WHAT THIS TASK INVOLVES:
Below are some records; return each one exactly.

LISTED ENTRIES:
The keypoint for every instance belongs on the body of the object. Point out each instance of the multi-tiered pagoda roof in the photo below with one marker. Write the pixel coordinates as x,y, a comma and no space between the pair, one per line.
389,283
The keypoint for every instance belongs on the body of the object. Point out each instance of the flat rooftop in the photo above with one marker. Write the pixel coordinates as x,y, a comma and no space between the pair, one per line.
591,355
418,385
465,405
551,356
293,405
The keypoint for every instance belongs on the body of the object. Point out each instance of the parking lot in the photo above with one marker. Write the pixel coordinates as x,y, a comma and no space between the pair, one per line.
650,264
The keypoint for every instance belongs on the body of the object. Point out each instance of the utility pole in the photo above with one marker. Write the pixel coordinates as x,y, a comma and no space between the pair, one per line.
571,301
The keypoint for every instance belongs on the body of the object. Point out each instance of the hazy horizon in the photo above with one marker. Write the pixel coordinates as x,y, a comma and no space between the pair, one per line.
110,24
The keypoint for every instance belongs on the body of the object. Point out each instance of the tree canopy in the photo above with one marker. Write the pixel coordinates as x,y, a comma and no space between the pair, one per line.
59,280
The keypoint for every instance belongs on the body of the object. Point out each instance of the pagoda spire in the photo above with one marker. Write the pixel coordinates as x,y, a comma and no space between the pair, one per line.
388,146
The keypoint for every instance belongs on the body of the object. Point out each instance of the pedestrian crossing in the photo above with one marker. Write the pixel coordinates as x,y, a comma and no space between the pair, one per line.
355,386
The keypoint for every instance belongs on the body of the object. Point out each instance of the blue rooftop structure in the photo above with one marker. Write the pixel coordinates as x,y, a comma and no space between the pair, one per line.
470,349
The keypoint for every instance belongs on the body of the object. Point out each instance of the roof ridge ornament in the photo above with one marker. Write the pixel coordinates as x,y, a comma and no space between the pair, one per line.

WRITTEN SOLUTION:
The keypoint for every instance belongs on the body of the object. Point out each instance of the multi-tiered pagoda roof in the photo below with one marker. Write the pixel coordinates as x,y, a comma and no space between the pair, one per line.
389,283
The keypoint for every instance belongs on the body of the object. Point out each instance of the flat rooftop in the photo above with one marker. Write the pixel coordinates as x,y, a comma and no space between the pair, one per line.
591,355
418,385
465,405
551,356
293,405
The keypoint for every instance belongs on the body of the object. Point out each instance of the parking lot in the photo above with one marker. Write the pixel coordinates as x,y, a comma and no space between the pair, one per line.
650,264
The keypoint for every instance belongs on the body of the object. Point out each instance of the utility pole in the photo above with one marker. Write the pixel coordinates as x,y, a comma and no space between the pair, one per line.
571,301
The keypoint for every instance belongs on the body of the object. Point out each instance of the hazy horizon in the photo above with one marker. Write the pixel coordinates as x,y, a comma and no space between the pair, one per line.
110,24
The keypoint for every instance belongs on the body of the object. Point out each instance of the tree canopy in the photo above with one marker. Write the pixel coordinates as x,y, a comma and no space between the pair, one per line.
59,280
The keypoint for every instance belongs on the body of the object. Point out each instance of the pagoda spire in the photo above with one marker. Write the pixel coordinates as x,y, a comma and no space between the pair, one per line.
388,146
The keypoint for every instance belongs on the body of the object. Point out each instance of the pedestrian crossing in the photo above with one marker. Write the pixel coordinates as x,y, a comma and no space between the pair, one per line.
355,386
The keypoint for every instance belongs on the body of the object. Point out each instance of the blue rooftop structure in the photo above with one marker. Write the pixel coordinates as x,y, a comma and no space between the pair, one per line.
470,349
The keypoint for every instance belongs on the body of the object. Point out each instance of the roof ridge ornament in the photo above with one marker. Write the pixel coordinates as x,y, a comma and no space between the pair, one per line.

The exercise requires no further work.